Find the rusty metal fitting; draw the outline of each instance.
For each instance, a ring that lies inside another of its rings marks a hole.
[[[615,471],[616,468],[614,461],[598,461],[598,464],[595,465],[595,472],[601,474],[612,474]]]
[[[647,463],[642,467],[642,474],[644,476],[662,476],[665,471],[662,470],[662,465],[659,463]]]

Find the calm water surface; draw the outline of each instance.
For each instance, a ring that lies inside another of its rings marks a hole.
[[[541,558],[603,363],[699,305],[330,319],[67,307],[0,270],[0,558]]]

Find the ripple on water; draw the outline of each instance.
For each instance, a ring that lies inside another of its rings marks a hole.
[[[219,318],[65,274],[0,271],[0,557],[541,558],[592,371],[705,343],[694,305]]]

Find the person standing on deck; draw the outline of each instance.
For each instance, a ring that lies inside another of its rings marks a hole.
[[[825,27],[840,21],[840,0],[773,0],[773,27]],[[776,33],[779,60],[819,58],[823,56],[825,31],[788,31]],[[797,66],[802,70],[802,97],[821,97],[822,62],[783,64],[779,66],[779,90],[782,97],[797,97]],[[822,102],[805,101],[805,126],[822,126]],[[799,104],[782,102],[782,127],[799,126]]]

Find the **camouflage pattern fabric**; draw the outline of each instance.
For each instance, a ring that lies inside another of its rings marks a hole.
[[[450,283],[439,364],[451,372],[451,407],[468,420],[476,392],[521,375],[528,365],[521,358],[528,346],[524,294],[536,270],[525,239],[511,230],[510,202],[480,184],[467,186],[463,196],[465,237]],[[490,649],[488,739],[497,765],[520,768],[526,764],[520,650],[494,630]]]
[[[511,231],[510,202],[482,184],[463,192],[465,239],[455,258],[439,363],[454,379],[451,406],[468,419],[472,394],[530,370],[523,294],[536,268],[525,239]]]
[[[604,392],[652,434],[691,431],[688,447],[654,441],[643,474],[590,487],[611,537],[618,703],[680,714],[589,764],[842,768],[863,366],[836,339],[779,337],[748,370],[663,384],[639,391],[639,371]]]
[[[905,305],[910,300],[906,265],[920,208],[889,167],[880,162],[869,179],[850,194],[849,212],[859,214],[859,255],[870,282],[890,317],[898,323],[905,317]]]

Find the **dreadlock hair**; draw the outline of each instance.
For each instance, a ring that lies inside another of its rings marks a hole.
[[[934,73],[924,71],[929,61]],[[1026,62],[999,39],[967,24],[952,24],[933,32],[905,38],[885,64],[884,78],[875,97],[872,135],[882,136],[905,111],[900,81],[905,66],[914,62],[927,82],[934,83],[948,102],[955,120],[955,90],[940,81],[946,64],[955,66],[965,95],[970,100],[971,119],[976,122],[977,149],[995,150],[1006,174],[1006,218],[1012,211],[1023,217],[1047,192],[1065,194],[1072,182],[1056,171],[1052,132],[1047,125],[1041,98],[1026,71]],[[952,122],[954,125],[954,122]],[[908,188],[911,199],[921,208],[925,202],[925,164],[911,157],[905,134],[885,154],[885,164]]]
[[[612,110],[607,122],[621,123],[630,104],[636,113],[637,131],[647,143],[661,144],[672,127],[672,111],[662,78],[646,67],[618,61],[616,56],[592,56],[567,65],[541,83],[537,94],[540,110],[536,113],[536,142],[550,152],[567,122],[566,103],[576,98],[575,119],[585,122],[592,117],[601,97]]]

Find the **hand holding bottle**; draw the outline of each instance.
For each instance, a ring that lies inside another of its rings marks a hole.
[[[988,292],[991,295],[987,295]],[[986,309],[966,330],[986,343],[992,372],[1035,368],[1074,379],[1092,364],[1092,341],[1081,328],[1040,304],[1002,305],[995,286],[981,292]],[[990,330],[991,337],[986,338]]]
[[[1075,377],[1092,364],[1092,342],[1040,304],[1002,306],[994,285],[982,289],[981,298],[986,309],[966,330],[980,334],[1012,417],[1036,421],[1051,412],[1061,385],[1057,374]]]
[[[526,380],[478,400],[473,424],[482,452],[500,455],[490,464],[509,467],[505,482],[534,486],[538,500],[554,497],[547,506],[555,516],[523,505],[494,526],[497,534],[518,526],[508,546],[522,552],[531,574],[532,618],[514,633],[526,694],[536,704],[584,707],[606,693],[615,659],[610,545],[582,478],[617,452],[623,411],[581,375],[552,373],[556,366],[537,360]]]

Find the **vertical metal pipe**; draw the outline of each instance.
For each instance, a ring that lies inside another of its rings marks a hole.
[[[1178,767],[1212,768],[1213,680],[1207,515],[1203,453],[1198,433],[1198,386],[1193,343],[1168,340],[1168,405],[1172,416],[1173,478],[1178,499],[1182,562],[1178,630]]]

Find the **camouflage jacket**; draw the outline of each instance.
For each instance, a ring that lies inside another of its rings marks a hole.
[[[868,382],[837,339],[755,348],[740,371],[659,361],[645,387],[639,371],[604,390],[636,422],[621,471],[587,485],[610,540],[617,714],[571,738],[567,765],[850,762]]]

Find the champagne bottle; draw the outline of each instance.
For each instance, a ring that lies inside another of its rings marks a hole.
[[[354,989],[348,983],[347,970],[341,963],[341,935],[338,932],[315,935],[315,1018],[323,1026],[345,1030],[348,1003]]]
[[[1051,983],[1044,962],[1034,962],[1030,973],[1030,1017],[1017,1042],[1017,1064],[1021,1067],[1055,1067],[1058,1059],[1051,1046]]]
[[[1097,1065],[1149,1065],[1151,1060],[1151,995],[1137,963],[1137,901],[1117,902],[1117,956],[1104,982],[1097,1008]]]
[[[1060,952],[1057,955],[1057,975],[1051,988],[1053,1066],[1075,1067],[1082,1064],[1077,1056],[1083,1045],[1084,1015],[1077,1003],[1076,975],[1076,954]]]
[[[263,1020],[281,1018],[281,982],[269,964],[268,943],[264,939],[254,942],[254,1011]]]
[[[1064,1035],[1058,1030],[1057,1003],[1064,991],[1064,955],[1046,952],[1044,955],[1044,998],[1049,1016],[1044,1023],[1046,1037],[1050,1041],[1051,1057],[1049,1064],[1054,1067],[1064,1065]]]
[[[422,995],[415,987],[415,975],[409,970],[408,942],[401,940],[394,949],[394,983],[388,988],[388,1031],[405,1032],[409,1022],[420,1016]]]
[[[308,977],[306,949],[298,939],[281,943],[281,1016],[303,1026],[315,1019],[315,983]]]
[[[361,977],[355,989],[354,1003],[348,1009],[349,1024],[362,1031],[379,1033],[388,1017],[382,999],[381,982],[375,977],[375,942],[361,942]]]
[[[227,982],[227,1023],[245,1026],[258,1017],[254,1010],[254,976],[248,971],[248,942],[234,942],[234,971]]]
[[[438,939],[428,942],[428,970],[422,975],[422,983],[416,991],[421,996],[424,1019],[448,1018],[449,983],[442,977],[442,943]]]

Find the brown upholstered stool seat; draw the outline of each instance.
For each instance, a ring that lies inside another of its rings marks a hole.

* * * *

About this exercise — The first line of the entries, the line with "Find the ripple", and every line between them should be retyped exactly, and nothing else.

Task response —
Find the rusty metal fitting; draw the outline of each instance.
For each instance, a ring that lies inside another of its rings marks a hole.
[[[615,471],[616,468],[614,461],[598,461],[598,464],[595,465],[595,472],[601,474],[612,474]]]
[[[647,463],[642,467],[642,474],[644,476],[662,476],[665,471],[662,470],[662,465],[659,463]]]

Find the calm water surface; draw the outline of each instance.
For each instance, a ring that lies inside another of its rings marks a hole.
[[[541,558],[603,363],[699,305],[330,319],[67,307],[0,270],[0,558]]]

Find the ripple on water; draw the outline of each instance.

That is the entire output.